The other part of the “we” here is Adam Saltsman, an Austin-based game developer who Brandon befriended in 2008. Linking up with a few other indie developers in town, the two of them formed an inner circle that would become the basis of Juegos.
“Always in the back of my head I thought it would be cool if we could do a show, and show other people what we were working on, just, like, the general public,” Boyer continues. As time went on, their drinking sessions grew into something like a scene, pulling in other members of the Austin dev community.
After the first Fantastic Arcade in 2010, an independent gaming arm of the Fantastic Film festival put on by the Alamo Drafthouse, an Austin-based chain of movie theaters, Tim League, the Drafthouse’s CEO, offered Boyer and his crew a space at a venue called the Highball in downtown Austin to start putting on regular indie events. The idea was to expand the Fantastic Arcade brand, building a year-long showcase to support the budding independent games community. And so Juegos Rancheros began in 2011, as a small, boozy gathering of creators, enthusiasts, and supporters.
Since then, it’s grown steadily, accruing members and moving into its current space after the Highball was shut down and moved across town. In its present incarnation, Juegos is run by a five-person band they call their Board. Alongside Boyer and Saltsman, it’s comprised of: Rachel Weil (a.k.a. Party Time! Hexcelent!), an artist who creates glitchy, ultra-feminine games for the Nintendo Entertainment System while also running Femicom, which she describes to me as a “digital and physical archive of femininity in 20th-century games,” and lecturing at the University of Texas; Jo Lammert, who manages a company called White Whale Games and also works at the Thinkery, a children’s museum; and Wiley Wiggins, game developer, director of Fantastic Arcade, and actor (best known for his roles in Dazed and Confused and the fever dream that was Waking Life).
Talking to them all, there’s an easy back-and-forth between members of the group, with long tangents devoted to fond reminiscences and excited explanations of the favourite games. And that’s what Juegos is, really: five friends sharing their enthusiasm about games with as many people as they can.
“It doesn’t have a really defined thing of what it is,” Brandon concludes. “It’s just the collective of us here in Austin.”
‘ZERO ZERO’
Last time I was at Juegos Rancheros, it was the first week of March, during GDC. As such, the leadership was a bit thin, with everyone but Lammert and Weil away in San Francisco. They took the opportunity to do something a little different. Normally, Juegos shows are devoted to the new hotness. This time, though, they dipped into the past. The centrepiece of the showcase was Zero Zero, a 1997 PC game by the late Theresa Duncan. Duncan gained notoriety in the late 90s as a critic, an early blogger, and a creator of adventure games aimed primarily at young girls.

◆ **SET PROBLEM 1**: Copy the passage of the article on Juegos Rancheros from "Talking to them" to "as they can." word for word.
The article on Juegos Rancheros and the records have nothing to do with each other.

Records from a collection
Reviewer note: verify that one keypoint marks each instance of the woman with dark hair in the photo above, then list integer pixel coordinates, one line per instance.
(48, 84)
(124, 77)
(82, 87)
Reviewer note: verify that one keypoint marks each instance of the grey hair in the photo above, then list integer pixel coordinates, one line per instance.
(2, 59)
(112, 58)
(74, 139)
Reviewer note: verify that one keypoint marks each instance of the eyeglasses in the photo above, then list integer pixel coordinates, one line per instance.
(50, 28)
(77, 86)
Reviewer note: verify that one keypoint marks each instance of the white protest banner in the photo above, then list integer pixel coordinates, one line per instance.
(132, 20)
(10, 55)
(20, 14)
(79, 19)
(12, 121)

◆ **SET PROBLEM 2**: Rewrite all of the records, replacing "keypoint" with "marker" and keeping everything else the same.

◆ **REPLY 1**:
Talking to them all, there’s an easy back-and-forth between members of the group, with long tangents devoted to fond reminiscences and excited explanations of the favourite games. And that’s what Juegos is, really: five friends sharing their enthusiasm about games with as many people as they can.

◆ **REPLY 2**:
Reviewer note: verify that one marker marks each instance of the woman with dark hair in the photo above, then list integer pixel coordinates, one line per instance.
(48, 84)
(124, 77)
(82, 87)
Reviewer note: verify that one marker marks each instance of the grey hair in the photo above, then list integer pixel coordinates, one line per instance.
(2, 59)
(112, 58)
(74, 139)
Reviewer note: verify that one marker marks each instance of the eyeglasses in the photo above, then list integer pixel coordinates, one line per instance.
(50, 28)
(77, 86)
Reviewer note: verify that one marker marks each instance of the white protest banner in the photo above, then list integer pixel coordinates, one line per instance.
(132, 20)
(10, 55)
(20, 14)
(79, 19)
(12, 121)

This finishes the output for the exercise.